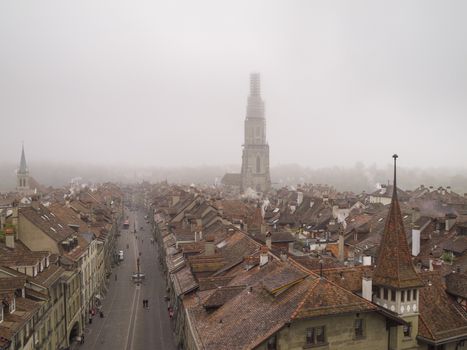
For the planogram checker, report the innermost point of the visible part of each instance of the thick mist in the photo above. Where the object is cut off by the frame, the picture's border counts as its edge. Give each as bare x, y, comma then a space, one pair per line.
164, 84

---

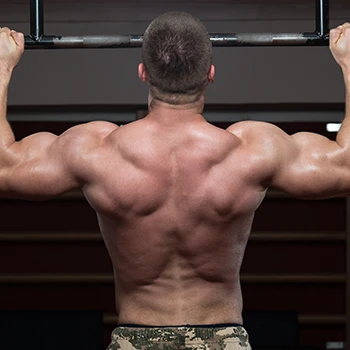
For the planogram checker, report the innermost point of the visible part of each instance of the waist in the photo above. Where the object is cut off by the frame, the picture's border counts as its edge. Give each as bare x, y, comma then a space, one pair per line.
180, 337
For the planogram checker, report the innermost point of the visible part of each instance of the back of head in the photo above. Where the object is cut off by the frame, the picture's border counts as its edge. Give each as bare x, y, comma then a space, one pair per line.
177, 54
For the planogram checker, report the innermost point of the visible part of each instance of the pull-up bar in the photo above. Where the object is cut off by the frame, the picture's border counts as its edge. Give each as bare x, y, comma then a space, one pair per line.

**Aim of the exercise**: In the listing above, find the line holding "of the back" and the line holding "of the pull-up", then output those two lines and every line between them exactly.

**Solution to the problem**:
For the planogram checker, report the innermost point of the visible part of each instance of the back of head in the photo above. Where the object is cut off by the frame, the picture's border counts as its edge. Give each as bare x, y, comma then a space, one pair per line.
177, 54
For the planogram checker, report the innermost point of the visible part of each instance of the pull-up bar in the photo above. Where the object is cut off by the frame, the picture's border counts as its edge. Give each as bare x, y, comma then a space, one pair per line.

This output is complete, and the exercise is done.